• **SET TASK**:
Reproduce only the entries from the line with "Would you kindly indicate the dry" up to and including the line with "column 184, row 273", replacing "sand path" with "dirt path" and leaving everything else unchanged.

** Start of PROVIDED RECORDS **

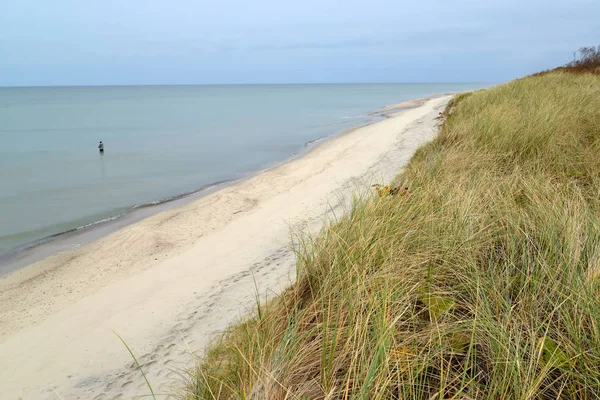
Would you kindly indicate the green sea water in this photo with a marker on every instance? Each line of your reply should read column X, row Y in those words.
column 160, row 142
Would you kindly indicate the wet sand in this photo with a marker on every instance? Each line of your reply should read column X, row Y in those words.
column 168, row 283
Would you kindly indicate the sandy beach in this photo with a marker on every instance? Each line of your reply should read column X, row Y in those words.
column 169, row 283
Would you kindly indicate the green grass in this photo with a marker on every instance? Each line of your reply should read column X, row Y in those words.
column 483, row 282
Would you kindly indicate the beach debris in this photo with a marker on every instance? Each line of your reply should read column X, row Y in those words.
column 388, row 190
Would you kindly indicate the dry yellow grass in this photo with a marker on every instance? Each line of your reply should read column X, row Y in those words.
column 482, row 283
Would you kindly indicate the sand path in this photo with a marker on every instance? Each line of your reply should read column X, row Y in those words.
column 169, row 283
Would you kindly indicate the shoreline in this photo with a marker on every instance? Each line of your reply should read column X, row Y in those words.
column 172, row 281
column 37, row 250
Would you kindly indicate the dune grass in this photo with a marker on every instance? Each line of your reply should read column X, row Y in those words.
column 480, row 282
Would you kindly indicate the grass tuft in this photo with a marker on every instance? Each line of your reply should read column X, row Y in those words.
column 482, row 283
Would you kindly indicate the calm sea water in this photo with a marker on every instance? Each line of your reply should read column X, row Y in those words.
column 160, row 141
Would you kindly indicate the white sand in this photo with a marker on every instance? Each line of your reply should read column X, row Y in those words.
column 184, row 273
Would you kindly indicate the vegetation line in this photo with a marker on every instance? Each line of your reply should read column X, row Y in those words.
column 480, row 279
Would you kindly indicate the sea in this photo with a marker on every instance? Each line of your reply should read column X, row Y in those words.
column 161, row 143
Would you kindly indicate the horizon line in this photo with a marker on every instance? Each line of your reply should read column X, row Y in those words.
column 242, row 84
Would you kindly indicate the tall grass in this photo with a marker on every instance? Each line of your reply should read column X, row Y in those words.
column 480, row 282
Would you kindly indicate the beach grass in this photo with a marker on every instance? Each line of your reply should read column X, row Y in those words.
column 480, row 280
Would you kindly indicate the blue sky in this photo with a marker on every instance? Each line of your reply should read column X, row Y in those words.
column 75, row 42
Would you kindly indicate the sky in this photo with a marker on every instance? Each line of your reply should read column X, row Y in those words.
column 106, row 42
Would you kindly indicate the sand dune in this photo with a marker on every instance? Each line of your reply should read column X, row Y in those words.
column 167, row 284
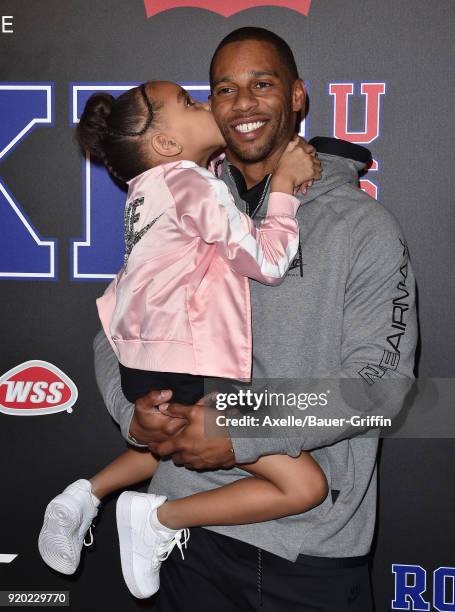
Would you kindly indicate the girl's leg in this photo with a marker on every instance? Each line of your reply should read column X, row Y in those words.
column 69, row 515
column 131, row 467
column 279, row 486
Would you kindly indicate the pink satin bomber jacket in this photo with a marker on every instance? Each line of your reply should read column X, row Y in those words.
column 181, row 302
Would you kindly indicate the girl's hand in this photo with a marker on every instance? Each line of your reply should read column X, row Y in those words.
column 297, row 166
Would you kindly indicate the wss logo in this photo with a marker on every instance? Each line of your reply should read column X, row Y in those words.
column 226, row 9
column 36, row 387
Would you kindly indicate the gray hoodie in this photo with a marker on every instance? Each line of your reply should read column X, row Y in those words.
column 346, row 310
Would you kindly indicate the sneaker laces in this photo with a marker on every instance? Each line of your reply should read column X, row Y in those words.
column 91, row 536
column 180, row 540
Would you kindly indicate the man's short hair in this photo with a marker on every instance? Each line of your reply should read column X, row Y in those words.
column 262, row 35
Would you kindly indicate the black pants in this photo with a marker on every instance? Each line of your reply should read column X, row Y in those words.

** End of PROVIDED RECORDS **
** Start of PROVIDED RECORDS **

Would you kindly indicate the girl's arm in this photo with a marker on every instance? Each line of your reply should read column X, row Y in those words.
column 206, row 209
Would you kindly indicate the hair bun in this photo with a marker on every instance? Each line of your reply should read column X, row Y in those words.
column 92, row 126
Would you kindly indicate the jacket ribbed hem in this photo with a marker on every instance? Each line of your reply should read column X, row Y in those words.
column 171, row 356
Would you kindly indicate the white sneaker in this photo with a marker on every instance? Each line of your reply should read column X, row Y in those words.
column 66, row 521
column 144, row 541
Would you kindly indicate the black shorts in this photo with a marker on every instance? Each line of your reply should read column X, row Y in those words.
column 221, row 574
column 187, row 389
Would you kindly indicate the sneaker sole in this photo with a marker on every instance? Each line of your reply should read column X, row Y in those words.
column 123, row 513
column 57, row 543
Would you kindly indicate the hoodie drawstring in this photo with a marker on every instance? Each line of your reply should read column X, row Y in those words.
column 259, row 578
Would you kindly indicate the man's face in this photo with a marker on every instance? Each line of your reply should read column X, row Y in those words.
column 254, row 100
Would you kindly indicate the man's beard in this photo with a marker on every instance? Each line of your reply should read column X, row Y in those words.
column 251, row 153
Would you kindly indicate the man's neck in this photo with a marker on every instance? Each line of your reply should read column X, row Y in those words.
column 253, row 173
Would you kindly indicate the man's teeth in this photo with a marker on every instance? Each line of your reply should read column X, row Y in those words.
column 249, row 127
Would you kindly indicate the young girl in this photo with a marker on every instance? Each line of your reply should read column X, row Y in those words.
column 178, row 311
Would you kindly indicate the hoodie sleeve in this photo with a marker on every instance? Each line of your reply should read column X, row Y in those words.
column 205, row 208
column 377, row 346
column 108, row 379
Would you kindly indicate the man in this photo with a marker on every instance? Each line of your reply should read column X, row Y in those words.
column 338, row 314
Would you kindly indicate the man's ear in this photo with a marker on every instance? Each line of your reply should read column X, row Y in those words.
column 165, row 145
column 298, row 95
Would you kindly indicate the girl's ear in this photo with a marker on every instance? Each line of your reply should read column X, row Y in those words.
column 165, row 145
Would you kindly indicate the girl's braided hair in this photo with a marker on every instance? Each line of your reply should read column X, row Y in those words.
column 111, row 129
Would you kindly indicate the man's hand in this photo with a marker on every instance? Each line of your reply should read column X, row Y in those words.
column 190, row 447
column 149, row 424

** End of PROVIDED RECORDS **

• **EXERCISE SOLUTION**:
Would you kindly indicate the dry yellow grass in this photo with a marker on every instance? Each line of your reply should read column X, row Y in those words.
column 482, row 283
Would you kindly indicate the dirt path in this photo with a marker on every instance? Each line of your reply should read column X, row Y in those words.
column 169, row 283
Would you kindly indicate the shoreline in this photo with a marker on every instance? Each line of your reply should read column X, row Y in those words.
column 172, row 281
column 37, row 250
Would you kindly indicate the dune grass in this photo with a marker on every instance? Each line of your reply should read column X, row Y in those words.
column 480, row 282
Would you kindly indicate the grass tuft in this photo with a marker on every instance? Each line of your reply should read column X, row Y in those words.
column 482, row 283
Would you kindly indicate the calm sea water in this photo with a marker on every instance? Each line of your reply should read column X, row Y in those words.
column 160, row 141
Would you kindly indicate the white sand in this photo with a marker on every instance? Each line of your reply should read column X, row Y in those words.
column 184, row 273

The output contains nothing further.